Input Tax Credit: Meaning
Input credit means at the time of paying tax on output, you can reduce the tax you have already paid on inputs.
VAT vs GST
The table below will clear the difference between ITC under VAT and GST. This shall enable us to understand the pre and post GST scenario with respect to ITC.
Input Tax Credit under VAT | Input Tax Credit under GST |
An origin-based charged | An end-based charged |
Levying of multiple taxes (such as sales tax, entry tax, purchase tax) | All such diverse taxes have been done away with. Only a standard GST will be applicable based on the type of goods/services. |
It leads to double taxation, resulting in an overall enhanced price of the product in case of Inter-state supplies. |
It will allow smooth and uninterrupted flow of input credit in the supply chain and prevent “cascading of tax” or “tax on tax” or simply “double taxation” activity. |
Who can claim the ITC benefit?
1. For claiming the ITC benefit, the person/entity should be registered under GST.
2. All business persons (i.e., individuals, HUF , Company, Firm, LLP, Association of persons, Body of individuals, registered trusts, societies etc. are covered under GST.
3. Mandatory registration:
(a) If the turnover in a financial year exceeds Rs. 20 lacs. For NE states the limit is Rs.10 lacs.
(b) It is also mandatory for persons engaged in inter-state taxable supply, e-commerce operators, non-resident tax persons, agents, aggregators etc.
4. Anyone who applies for registration under the Act within 30 days on which he becomes liable to registration can avail the ITC benefit. This shall apply to both semi-finished or finished goods in stock on the day immediately preceding the date from which he becomes liable to pay tax.
5. A person/entity who has obtained voluntary registration under the Act will also get the same benefit (as point 4).

• _Dataset entries_:
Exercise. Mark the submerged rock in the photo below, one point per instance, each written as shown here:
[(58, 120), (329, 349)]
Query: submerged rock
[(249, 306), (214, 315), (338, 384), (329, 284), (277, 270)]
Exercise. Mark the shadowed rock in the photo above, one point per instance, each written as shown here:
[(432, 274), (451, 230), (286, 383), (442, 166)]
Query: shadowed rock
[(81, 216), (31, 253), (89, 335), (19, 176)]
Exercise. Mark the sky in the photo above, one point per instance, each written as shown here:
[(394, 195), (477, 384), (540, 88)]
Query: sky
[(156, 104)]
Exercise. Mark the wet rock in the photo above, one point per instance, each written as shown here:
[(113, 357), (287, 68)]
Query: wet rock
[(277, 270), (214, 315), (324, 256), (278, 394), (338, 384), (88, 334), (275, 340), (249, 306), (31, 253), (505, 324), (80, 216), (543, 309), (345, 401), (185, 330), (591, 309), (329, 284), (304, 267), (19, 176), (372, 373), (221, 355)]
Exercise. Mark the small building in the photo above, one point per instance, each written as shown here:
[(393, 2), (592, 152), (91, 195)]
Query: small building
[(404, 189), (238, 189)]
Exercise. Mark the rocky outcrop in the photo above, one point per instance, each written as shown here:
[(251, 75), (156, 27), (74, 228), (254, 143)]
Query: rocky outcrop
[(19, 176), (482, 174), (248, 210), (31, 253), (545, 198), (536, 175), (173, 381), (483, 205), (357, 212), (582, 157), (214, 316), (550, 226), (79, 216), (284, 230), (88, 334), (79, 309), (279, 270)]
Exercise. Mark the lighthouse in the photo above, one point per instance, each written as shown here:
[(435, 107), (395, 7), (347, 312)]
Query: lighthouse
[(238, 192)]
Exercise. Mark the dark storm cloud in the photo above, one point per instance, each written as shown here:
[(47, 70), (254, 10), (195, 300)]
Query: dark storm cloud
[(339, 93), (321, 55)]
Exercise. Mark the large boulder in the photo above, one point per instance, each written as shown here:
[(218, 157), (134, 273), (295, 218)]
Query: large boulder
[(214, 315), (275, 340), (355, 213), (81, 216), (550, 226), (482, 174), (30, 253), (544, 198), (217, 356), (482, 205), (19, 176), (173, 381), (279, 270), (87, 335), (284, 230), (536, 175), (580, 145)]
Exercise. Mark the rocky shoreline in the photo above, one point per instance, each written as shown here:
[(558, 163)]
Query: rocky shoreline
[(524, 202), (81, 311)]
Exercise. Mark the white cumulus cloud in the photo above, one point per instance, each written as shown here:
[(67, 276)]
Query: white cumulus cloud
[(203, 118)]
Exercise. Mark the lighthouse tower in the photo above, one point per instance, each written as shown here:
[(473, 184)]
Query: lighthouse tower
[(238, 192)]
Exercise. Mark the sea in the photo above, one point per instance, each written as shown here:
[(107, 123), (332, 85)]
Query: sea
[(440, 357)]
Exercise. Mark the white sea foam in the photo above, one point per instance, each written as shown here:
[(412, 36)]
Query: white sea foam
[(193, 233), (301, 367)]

• _Exercise details_:
Reproduce the part of the input tax credit text starting at "2. All business" and ending at "(as point 4).", word for word.

• _Your response_:
2. All business persons (i.e., individuals, HUF , Company, Firm, LLP, Association of persons, Body of individuals, registered trusts, societies etc. are covered under GST.
3. Mandatory registration:
(a) If the turnover in a financial year exceeds Rs. 20 lacs. For NE states the limit is Rs.10 lacs.
(b) It is also mandatory for persons engaged in inter-state taxable supply, e-commerce operators, non-resident tax persons, agents, aggregators etc.
4. Anyone who applies for registration under the Act within 30 days on which he becomes liable to registration can avail the ITC benefit. This shall apply to both semi-finished or finished goods in stock on the day immediately preceding the date from which he becomes liable to pay tax.
5. A person/entity who has obtained voluntary registration under the Act will also get the same benefit (as point 4).